CONSIGNE DE TRAVAIL 1:
Selon l'extrait fourni sur la relance économique en Nouvelle-Calédonie, de combien les transactions immobilières ont-elles chuté depuis les émeutes de mai 2024 ?
CONSIGNE DE TRAVAIL 2:
Poursuivez l'article sur la relance économique en Nouvelle-Calédonie à partir de sa dernière phrase.

Face à une économie calédonienne sinistrée, les élus loyalistes ont imposé un texte de relance fiscale sans précédent. Objectif : éviter le naufrage social et économique.
Une relance immobilière massive pour sauver le BTP
Réunis ce lundi 21 juillet en séance publique, les élus du Congrès de la Nouvelle-Calédonie avaient plusieurs textes à l’ordre du jour à examiner, notamment une proposition de loi du pays portant diverses mesures économiques et de reconstruction, portée par François Suve au nom de l’intergroupe Les Loyalistes.
Le marché de l’immobilier calédonien est à l’arrêt total. Depuis les émeutes de mai 2024, les transactions se sont effondrées de 80 %. La fédération du BTP tire la sonnette d’alarme : la moitié des emplois du secteur sont menacés.

EXTRAITS DE DONNÉES:
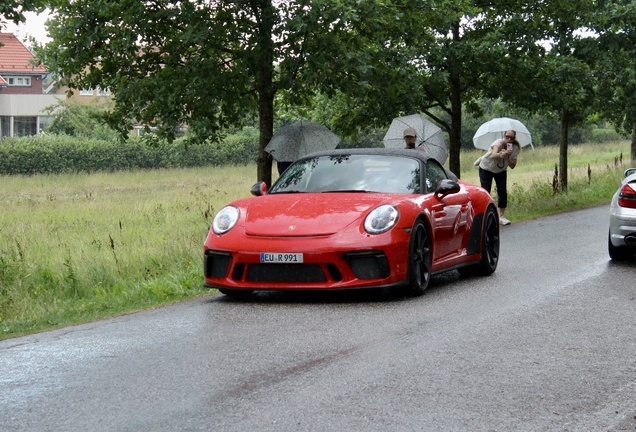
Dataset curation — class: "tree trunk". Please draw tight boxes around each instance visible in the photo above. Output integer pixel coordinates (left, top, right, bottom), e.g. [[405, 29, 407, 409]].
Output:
[[559, 109, 569, 192], [256, 0, 276, 186], [448, 22, 462, 177]]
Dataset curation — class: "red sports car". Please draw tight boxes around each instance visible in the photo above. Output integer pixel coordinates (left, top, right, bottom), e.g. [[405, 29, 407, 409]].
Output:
[[203, 149, 499, 295]]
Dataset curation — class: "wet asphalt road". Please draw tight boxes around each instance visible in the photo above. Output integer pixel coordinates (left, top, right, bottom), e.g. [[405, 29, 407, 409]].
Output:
[[0, 206, 636, 432]]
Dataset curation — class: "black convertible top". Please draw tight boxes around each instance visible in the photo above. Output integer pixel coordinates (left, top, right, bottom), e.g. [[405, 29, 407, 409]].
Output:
[[300, 148, 458, 181]]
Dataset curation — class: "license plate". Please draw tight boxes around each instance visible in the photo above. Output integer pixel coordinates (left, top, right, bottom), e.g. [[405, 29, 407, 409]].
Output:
[[261, 252, 303, 263]]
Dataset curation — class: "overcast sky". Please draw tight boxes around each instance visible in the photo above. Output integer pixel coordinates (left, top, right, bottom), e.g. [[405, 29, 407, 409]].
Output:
[[2, 11, 50, 44]]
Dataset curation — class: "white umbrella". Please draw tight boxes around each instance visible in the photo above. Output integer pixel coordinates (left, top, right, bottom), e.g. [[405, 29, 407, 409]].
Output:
[[265, 120, 340, 162], [382, 114, 448, 164], [473, 117, 534, 150]]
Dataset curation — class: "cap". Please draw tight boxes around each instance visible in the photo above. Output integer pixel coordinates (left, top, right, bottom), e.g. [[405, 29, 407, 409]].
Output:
[[404, 128, 417, 137]]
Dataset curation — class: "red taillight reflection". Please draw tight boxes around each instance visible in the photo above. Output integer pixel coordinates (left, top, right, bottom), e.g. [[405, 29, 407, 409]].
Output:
[[618, 183, 636, 208]]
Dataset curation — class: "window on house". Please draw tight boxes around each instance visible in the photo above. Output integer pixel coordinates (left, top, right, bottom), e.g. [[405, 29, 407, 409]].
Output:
[[7, 77, 31, 86], [0, 116, 11, 138], [13, 117, 38, 136]]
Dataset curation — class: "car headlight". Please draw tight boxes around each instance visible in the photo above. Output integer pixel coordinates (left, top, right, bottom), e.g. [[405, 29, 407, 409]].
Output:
[[212, 206, 240, 234], [364, 204, 400, 234]]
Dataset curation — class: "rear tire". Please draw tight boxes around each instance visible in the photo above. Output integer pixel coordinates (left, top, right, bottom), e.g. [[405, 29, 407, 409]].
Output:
[[457, 207, 500, 276], [607, 234, 635, 261], [219, 288, 254, 297], [408, 221, 433, 296]]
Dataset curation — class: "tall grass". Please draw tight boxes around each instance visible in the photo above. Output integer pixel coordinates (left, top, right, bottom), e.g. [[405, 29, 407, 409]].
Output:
[[0, 142, 629, 339], [0, 165, 256, 338]]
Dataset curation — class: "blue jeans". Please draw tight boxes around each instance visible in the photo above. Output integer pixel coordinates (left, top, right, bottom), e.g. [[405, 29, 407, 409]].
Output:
[[479, 168, 508, 208]]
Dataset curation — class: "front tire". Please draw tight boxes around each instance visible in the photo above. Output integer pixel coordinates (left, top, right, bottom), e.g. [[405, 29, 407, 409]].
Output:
[[408, 221, 433, 295]]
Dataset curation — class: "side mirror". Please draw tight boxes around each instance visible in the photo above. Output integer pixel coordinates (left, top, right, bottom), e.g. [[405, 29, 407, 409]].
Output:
[[250, 182, 267, 196], [435, 179, 461, 199]]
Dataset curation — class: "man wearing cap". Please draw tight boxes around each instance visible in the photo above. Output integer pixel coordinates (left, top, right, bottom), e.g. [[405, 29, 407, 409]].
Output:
[[404, 128, 417, 149]]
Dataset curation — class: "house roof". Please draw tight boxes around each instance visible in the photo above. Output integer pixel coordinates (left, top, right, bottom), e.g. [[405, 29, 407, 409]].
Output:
[[0, 33, 47, 76]]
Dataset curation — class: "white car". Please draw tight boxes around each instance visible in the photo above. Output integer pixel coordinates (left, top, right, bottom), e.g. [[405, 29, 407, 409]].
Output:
[[607, 168, 636, 261]]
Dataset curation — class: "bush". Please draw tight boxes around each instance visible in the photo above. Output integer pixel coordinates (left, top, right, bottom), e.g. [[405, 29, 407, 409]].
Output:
[[0, 130, 258, 175]]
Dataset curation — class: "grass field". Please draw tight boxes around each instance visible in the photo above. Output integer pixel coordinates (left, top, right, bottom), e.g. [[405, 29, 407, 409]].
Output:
[[0, 142, 630, 339]]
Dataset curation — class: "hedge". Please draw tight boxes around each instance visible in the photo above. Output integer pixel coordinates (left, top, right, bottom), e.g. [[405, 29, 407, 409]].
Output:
[[0, 132, 258, 175]]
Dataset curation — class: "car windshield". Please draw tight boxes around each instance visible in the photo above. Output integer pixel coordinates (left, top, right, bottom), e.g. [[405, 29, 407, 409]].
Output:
[[268, 154, 421, 194]]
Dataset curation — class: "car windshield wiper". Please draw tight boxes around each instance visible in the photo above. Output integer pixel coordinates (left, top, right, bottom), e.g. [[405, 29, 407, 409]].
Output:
[[272, 189, 307, 195], [322, 189, 369, 193]]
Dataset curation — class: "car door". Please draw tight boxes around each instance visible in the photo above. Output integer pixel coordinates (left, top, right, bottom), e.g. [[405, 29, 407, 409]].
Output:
[[426, 159, 471, 261]]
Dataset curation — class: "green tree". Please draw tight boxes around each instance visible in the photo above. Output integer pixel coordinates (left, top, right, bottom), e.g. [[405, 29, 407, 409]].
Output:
[[294, 0, 540, 173], [587, 0, 636, 162], [38, 0, 396, 183]]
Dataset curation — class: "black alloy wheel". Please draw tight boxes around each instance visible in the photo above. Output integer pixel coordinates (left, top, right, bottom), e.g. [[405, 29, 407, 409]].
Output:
[[408, 221, 433, 295], [457, 207, 500, 276]]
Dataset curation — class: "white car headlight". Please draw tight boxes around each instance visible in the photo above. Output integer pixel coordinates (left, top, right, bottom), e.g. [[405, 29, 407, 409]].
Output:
[[364, 204, 400, 234], [212, 206, 240, 234]]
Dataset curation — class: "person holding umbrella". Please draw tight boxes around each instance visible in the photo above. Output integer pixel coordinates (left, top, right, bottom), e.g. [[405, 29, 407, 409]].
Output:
[[479, 130, 521, 225], [404, 128, 417, 149]]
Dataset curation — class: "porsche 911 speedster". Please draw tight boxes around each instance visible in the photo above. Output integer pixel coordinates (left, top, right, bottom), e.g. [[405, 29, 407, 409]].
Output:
[[203, 148, 499, 295], [607, 168, 636, 261]]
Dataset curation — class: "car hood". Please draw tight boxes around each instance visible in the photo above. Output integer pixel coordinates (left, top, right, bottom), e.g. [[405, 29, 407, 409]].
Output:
[[245, 193, 387, 237]]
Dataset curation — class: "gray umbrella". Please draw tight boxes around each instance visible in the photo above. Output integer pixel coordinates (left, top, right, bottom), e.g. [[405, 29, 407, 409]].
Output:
[[265, 120, 340, 162], [382, 114, 448, 164]]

ESPACE DE RÉPONSE 1:
Elles se sont effondrées de 80 %.

ESPACE DE RÉPONSE 2:
Pour enrayer l’hémorragie, la loi du pays adoptée ce 21 juillet prévoit un abattement spectaculaire : les droits d’enregistrement passent de 4 % à 0,5 % pour toute acquisition à usage d’habitation principale entre 2025 et 2028. Les fameux « frais de notaire » deviennent ainsi quasi symboliques.
Autre mesure forte : la déductibilité totale et illimitée des intérêts d’emprunt sur toute acquisition ou construction durant la même période. Une incitation claire aux porteurs de projets, alors que les crédits immobiliers se raréfient.
Ces mesures sont ciblées et limitées dans le temps, mais visent à provoquer un choc de confiance pour relancer les chantiers, l’emploi et les recettes fiscales à moyen terme.
Santé en péril : des exonérations pour stopper l’exode des soignants
La situation sanitaire est critique. En 2024, 138 médecins ont quitté le territoire. Le Médipôle ne parvient plus à hospitaliser normalement. À Lifou, à Maré ou en Brousse, les centres médicaux ferment ou fonctionnent sans médecin.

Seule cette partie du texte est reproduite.